__Exercise requirements__.
Return each line below that contains the string "positive", copied in full.
──────── Extracted data ────────
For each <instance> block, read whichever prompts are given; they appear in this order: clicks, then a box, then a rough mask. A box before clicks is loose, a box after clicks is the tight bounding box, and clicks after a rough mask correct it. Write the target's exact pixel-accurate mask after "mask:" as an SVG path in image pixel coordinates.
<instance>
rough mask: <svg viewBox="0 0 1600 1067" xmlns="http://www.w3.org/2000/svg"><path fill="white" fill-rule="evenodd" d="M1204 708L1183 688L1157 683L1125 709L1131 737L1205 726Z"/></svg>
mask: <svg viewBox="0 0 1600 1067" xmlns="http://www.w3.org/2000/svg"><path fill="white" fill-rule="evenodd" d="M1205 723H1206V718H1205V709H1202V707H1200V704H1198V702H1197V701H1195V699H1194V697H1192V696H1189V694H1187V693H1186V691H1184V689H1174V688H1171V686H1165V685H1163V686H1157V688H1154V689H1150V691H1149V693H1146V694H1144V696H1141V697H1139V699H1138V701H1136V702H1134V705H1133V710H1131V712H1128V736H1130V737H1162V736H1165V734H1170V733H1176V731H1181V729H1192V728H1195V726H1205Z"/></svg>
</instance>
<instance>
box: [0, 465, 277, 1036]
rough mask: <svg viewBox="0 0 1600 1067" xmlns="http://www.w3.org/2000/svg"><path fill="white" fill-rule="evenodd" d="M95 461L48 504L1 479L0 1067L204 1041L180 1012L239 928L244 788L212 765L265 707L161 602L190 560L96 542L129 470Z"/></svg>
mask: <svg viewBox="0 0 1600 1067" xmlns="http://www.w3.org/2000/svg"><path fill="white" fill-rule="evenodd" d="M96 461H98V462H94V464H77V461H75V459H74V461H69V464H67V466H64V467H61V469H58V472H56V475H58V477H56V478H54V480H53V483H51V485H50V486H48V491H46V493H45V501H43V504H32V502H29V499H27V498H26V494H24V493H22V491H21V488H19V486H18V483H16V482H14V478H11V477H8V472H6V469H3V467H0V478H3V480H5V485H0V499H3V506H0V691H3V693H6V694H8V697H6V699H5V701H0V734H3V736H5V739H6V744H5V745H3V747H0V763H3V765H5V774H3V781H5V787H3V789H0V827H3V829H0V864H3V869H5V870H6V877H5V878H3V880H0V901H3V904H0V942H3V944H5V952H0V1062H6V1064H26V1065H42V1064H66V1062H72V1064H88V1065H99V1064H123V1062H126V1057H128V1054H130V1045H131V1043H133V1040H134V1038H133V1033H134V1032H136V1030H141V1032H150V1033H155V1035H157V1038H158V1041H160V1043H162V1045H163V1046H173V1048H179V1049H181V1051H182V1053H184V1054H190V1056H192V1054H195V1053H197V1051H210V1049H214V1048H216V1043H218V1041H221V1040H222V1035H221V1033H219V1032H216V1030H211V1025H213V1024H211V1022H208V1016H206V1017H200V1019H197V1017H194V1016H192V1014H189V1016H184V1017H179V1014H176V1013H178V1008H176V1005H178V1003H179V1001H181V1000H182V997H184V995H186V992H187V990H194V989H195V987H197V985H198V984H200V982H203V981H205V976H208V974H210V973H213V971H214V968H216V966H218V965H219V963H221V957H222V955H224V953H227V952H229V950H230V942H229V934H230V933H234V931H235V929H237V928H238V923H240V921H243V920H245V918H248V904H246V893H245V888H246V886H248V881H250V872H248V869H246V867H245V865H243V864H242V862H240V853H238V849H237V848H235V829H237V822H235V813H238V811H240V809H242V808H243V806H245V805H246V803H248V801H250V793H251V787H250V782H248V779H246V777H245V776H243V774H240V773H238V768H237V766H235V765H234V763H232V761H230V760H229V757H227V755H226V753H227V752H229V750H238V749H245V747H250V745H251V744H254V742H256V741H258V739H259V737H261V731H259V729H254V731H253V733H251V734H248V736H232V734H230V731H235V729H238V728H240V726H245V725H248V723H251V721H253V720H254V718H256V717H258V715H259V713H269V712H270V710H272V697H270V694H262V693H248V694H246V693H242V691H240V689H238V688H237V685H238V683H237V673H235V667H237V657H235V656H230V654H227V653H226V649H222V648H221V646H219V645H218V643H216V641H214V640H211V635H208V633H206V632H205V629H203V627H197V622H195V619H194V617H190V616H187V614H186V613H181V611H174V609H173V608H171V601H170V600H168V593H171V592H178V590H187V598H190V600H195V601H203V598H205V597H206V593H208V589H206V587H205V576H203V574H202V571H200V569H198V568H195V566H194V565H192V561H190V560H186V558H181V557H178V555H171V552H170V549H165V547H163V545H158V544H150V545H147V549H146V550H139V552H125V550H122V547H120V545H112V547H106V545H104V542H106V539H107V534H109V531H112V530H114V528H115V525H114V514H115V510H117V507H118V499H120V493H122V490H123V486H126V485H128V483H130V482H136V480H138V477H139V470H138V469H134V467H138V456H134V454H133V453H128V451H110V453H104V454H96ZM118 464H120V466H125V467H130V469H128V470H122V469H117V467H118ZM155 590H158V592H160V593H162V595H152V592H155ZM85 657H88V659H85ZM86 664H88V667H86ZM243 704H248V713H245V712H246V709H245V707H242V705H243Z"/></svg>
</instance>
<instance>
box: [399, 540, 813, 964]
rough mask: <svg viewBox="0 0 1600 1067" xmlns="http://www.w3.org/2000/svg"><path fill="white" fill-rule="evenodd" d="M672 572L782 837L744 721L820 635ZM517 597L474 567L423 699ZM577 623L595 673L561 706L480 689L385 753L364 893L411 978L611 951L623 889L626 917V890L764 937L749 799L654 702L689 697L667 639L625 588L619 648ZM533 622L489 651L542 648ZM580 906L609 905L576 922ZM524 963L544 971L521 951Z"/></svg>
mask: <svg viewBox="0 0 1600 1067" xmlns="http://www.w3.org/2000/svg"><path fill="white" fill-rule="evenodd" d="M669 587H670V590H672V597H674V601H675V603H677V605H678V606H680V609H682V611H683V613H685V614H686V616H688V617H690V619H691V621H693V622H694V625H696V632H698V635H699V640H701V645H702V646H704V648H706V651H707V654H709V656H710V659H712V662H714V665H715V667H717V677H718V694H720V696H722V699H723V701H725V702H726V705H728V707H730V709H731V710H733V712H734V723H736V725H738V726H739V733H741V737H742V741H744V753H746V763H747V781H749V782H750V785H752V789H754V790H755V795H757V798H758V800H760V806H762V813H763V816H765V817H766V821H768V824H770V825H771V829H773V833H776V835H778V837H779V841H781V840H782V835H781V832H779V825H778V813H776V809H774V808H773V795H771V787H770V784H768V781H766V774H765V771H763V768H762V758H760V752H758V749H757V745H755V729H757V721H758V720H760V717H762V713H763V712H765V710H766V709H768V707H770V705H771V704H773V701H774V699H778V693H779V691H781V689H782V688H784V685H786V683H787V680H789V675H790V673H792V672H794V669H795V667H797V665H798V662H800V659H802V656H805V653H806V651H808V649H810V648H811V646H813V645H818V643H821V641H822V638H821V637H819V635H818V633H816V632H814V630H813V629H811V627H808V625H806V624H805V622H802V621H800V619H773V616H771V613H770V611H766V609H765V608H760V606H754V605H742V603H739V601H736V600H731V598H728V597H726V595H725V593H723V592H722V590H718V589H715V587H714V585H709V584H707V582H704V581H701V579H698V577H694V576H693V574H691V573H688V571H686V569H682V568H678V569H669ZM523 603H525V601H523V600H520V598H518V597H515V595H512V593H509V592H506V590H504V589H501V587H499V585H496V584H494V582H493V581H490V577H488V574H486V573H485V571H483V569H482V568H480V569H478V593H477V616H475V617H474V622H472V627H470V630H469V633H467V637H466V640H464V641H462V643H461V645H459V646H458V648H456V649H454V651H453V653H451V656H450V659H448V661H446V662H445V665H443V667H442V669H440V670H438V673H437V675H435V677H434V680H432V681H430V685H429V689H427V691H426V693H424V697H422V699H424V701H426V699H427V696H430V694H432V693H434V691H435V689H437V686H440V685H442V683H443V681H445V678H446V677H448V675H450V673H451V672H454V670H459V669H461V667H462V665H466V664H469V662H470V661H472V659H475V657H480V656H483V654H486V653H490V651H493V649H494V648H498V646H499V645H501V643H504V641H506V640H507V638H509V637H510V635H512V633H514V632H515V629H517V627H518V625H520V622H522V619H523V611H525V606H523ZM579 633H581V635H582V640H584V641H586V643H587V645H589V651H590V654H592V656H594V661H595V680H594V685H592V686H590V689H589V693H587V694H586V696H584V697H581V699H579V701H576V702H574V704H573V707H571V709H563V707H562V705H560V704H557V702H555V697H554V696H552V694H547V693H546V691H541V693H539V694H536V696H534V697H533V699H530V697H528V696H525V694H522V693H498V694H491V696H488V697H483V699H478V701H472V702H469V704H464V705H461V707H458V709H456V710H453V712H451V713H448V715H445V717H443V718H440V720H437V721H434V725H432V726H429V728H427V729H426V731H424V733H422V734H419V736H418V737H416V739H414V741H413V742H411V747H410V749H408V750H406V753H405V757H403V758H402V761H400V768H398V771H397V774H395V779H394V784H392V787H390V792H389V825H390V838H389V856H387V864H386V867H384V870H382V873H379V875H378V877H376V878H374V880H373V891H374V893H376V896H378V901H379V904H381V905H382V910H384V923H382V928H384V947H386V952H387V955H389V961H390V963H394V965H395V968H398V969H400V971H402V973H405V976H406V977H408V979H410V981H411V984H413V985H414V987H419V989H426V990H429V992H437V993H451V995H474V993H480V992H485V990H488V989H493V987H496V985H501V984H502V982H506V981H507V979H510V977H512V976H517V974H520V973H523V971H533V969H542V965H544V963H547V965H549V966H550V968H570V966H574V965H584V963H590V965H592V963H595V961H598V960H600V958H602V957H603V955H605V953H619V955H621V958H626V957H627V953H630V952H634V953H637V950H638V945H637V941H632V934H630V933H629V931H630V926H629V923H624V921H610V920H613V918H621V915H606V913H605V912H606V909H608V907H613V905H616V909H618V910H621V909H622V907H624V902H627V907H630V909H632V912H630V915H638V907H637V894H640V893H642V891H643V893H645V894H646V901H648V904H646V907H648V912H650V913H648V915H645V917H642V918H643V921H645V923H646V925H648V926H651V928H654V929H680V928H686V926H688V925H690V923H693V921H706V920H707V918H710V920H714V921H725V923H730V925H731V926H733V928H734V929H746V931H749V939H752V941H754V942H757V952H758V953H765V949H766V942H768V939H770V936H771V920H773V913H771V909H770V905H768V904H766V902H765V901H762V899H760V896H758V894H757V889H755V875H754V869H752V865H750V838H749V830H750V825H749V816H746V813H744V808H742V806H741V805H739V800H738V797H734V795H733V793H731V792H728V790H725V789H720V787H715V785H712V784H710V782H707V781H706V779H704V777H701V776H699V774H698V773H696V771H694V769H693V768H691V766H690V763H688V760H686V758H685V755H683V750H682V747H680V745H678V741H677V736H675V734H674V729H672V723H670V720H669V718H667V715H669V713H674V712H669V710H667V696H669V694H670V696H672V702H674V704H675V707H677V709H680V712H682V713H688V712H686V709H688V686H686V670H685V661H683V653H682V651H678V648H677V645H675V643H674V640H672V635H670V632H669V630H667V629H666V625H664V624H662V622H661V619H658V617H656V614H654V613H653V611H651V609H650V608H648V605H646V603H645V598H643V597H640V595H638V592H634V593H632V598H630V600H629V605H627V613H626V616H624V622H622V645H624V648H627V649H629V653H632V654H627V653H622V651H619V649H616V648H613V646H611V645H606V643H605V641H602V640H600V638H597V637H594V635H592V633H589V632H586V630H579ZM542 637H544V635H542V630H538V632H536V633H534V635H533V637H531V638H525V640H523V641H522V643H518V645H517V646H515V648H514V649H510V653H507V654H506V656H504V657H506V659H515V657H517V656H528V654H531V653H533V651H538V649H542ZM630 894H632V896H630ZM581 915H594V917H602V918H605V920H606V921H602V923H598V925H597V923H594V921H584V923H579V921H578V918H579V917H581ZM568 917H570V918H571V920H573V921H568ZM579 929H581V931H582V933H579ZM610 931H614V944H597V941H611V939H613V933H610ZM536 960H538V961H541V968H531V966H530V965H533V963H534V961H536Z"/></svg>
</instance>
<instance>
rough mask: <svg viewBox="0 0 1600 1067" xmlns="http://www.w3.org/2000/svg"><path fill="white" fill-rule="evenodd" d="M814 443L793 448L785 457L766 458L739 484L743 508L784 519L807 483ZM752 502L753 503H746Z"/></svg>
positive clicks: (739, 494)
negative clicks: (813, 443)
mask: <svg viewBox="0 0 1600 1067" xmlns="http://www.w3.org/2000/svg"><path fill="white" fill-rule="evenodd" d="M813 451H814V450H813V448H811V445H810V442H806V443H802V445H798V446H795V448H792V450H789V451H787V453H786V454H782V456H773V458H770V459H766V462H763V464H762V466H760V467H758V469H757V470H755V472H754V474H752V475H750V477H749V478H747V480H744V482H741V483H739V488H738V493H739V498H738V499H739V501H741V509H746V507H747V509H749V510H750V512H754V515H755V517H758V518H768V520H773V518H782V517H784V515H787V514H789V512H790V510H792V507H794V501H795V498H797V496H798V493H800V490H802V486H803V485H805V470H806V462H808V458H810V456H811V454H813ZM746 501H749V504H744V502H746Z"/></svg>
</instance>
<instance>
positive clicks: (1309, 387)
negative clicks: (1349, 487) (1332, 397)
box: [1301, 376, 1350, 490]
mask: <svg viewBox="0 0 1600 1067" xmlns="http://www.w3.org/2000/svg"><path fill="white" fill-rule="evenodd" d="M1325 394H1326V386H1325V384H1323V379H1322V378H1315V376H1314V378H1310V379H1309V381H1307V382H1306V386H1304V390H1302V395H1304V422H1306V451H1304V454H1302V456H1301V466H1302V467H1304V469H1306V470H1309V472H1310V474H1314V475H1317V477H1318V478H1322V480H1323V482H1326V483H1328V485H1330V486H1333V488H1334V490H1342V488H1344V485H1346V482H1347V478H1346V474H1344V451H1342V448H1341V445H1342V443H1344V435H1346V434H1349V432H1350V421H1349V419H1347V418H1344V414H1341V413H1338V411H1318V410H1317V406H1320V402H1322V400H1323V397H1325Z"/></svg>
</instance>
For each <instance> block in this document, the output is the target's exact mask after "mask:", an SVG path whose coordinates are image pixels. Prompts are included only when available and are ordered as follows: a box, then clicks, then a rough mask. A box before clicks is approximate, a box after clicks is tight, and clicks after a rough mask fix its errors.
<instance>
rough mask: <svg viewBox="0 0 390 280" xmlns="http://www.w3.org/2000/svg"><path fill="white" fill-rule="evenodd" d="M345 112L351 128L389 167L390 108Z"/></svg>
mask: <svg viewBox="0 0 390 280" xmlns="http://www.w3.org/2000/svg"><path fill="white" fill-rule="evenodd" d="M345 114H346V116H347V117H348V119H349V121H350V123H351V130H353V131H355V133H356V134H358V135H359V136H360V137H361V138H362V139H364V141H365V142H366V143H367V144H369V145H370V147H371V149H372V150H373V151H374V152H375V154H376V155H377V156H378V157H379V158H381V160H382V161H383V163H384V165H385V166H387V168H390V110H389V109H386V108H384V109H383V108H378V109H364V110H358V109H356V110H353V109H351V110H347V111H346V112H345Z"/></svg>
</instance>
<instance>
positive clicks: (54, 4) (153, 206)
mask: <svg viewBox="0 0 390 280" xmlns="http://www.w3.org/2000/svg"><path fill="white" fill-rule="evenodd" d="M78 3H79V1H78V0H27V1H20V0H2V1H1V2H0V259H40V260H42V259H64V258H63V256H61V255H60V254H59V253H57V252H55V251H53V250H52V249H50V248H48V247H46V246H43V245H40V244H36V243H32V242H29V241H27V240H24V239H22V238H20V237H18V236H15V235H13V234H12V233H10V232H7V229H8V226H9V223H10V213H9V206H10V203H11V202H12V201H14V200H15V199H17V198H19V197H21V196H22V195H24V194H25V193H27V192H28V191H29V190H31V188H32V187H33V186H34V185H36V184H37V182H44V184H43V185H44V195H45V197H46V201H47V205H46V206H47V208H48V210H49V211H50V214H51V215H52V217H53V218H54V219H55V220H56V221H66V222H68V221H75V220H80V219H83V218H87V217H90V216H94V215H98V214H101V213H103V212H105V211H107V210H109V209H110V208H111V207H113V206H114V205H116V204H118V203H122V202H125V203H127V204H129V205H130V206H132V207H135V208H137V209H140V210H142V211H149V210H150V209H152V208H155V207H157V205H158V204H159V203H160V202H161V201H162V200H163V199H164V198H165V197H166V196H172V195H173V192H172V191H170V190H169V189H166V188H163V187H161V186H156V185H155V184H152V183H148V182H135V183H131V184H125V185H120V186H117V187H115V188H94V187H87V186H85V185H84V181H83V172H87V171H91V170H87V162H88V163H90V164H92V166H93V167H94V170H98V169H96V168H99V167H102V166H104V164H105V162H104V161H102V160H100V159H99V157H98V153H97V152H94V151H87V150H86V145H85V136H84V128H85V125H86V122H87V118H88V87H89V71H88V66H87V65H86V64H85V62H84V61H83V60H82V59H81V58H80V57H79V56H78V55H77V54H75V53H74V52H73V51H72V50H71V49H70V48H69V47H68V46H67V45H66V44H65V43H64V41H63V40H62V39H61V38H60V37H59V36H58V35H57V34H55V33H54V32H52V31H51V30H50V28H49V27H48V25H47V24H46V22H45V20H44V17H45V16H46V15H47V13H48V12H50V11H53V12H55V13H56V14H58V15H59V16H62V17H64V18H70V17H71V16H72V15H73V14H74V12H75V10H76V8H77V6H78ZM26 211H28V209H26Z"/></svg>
────────
__Written solution__.
positive clicks: (739, 494)
positive clicks: (1309, 387)
positive clicks: (54, 4) (153, 206)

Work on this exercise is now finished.